/---

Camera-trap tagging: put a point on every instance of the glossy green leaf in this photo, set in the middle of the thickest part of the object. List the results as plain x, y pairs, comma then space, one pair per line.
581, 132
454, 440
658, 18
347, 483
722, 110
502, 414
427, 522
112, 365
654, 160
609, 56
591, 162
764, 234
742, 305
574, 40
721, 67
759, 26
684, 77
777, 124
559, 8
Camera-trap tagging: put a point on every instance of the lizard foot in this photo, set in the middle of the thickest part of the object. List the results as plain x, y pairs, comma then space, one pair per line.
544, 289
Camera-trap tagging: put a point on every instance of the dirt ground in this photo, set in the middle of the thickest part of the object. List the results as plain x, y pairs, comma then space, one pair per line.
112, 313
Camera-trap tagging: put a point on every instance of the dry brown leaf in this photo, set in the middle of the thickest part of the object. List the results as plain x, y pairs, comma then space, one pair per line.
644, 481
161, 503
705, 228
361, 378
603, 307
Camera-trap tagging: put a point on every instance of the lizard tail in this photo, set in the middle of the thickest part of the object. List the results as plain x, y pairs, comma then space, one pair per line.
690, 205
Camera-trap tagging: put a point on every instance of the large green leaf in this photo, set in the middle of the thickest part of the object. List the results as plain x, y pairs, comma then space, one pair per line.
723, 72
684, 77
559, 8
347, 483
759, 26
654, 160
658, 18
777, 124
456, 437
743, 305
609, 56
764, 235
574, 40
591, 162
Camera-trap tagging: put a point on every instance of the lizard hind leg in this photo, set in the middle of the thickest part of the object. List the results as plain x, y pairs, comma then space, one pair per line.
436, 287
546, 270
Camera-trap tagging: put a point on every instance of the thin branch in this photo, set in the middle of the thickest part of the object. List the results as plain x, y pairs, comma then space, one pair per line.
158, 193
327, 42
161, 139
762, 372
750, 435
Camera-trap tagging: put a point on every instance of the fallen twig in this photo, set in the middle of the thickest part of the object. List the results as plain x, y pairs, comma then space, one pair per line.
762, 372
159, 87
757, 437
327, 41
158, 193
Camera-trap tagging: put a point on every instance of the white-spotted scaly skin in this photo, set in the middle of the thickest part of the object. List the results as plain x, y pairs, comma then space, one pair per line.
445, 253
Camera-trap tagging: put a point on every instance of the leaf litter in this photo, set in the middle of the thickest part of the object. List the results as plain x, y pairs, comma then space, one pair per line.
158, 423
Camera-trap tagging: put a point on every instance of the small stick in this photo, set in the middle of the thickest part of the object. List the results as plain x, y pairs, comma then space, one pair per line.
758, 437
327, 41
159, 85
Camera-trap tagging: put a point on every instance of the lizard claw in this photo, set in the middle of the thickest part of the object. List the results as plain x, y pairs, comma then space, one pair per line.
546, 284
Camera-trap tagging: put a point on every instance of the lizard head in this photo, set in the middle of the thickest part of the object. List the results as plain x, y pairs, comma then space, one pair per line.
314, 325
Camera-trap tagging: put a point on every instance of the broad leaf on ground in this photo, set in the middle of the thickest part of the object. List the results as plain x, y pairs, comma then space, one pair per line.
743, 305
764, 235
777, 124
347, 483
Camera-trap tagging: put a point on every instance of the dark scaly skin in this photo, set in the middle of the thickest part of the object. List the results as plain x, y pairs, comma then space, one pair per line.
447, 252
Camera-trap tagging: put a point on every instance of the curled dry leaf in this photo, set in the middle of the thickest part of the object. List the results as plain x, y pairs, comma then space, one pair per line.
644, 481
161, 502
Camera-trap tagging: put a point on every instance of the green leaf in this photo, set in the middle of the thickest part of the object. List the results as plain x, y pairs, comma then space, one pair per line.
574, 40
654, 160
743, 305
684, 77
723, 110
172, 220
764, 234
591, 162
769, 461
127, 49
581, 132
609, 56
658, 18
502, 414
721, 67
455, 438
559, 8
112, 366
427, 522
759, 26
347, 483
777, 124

\---

▶ [Task goal]
Rewrite the lines from the one holding "the lizard head" through the end of the rows, both ends included, keeping the requests unchanged. Multiply each x and y coordinate in the answers by 1.2 and round to the nearest whole number, with halves rounded up.

▶ [Result of the exercise]
Camera-trap tagging: put a point on every instance of the lizard head in this photo, set in the middle of the thickest part of the object. List the results as plain x, y pairs, comma then space, one pair per line.
377, 390
Camera-trap tagging: put a point on every instance of the broad leaf on ground in this photo, set in the middle of the thickest part of the object. List the results as plain x, y pairs, comma then space, one pair per line.
892, 366
917, 282
932, 149
416, 580
Camera-trap tagging: put a point on every instance of the dark scaly skin in this photo, set in the middle of the thickest part of the object. List the results as plain x, y pairs, comma then space, one pair per line.
536, 302
Camera-trap tagging: put a point on every instance of the curled dry leaf in this photo, set in the middle of the thickest part of the object. List the results as plain x, y pairs, comma then space, one pair per line.
773, 577
193, 602
Camera-trap tagging: put a point on every instance of the green leaf in this photo, set in the middle of the thickest part of the object. List the results as plain x, y pairs, comma then space, one pair per line.
689, 48
785, 192
892, 366
821, 92
868, 132
206, 264
917, 281
709, 194
923, 553
152, 59
697, 158
731, 67
790, 22
602, 497
865, 80
546, 526
671, 10
134, 439
512, 626
911, 31
416, 580
932, 149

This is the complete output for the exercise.